Given entries |
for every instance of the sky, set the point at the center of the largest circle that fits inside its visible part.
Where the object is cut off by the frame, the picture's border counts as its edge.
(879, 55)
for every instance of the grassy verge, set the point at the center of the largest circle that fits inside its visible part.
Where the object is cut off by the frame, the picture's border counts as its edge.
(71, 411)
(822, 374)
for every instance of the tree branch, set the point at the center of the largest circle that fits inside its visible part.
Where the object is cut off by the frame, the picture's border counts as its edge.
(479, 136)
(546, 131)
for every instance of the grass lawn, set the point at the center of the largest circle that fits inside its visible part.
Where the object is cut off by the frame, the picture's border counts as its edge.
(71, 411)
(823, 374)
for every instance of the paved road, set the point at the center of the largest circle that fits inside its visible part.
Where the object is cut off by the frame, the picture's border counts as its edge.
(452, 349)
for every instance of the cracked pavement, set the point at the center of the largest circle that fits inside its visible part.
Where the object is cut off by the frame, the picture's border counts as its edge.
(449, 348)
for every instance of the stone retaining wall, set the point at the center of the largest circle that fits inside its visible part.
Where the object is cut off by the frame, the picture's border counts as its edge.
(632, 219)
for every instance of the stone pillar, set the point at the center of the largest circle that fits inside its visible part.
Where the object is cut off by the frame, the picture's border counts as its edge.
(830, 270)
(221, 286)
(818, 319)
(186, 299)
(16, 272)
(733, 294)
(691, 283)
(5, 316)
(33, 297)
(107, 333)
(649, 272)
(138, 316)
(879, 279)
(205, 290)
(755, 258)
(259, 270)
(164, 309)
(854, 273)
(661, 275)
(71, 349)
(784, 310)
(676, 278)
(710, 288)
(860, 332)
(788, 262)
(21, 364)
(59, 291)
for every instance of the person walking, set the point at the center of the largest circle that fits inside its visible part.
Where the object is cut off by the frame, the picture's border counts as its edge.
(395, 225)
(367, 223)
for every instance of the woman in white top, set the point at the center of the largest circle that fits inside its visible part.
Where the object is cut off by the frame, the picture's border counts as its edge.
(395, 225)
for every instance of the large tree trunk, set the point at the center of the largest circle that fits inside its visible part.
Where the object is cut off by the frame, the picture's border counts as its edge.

Task brief | All of the material above is to be repeated exactly.

Completed exercise |
for every instance of the sky, set the point at the center of the largest circle that fits inside its visible part.
Where the object is cut off by the frame, the picture's border counts as its edge.
(879, 55)
for every instance of the grassy verge, set the point at the center of the largest circle that fits inside its visible part.
Where the object is cut off by the frame, the picture's border counts as its edge.
(71, 411)
(822, 374)
for every instance of the tree branch, set the point at the center of the largest circle that fits inside its visible part.
Where the object is cut off by the frame, the picture's border counts as its edge.
(479, 136)
(546, 131)
for every instance of the grass lawn, set the point at the center of the largest circle that fits inside its visible part.
Where the object is cut off by the frame, the picture's border counts as its edge.
(71, 411)
(823, 374)
for every instance of the paved road, set the point at the center of the largest circle that fits inside its visible part.
Where the object is cut off by the frame, the picture's border counts as its edge.
(452, 349)
for every instance of the cracked pavement, set the point at the center of the largest circle that fits inside its visible part.
Where the object is cut off by the frame, the picture's border counts as its edge.
(449, 348)
for every instance of the stone retaining wall, set the point at the center of the largest circle that fits inside its visible part.
Where the object is cut off by the frame, the picture's border counts as its edge.
(632, 219)
for every instance of the stone pillar, set the point at the center of the largest circle that fits inside its visible part.
Where the object is cut off by the frame, the picture's border counts as its edge.
(830, 270)
(221, 286)
(818, 319)
(186, 299)
(16, 272)
(733, 294)
(691, 283)
(5, 316)
(33, 297)
(107, 333)
(649, 272)
(138, 316)
(879, 279)
(205, 290)
(755, 258)
(259, 270)
(164, 309)
(854, 273)
(661, 275)
(71, 349)
(784, 310)
(676, 278)
(710, 288)
(860, 332)
(788, 262)
(21, 364)
(59, 291)
for every instance of the person walking, set the point at the center of the largest circle that fits inside its visible part.
Where the object is cut off by the frame, the picture's border counts as its edge.
(395, 225)
(367, 223)
for every instance of the woman in white top, set the point at the center of the largest circle that fits inside its visible part.
Where the object is cut off by the frame, the picture's border counts as its edge.
(395, 225)
for every instance of the large tree trunk, set the point at the center of the largest circle that fits inside its visible part.
Where the object is cut off by the frame, the picture's border counts as its edge.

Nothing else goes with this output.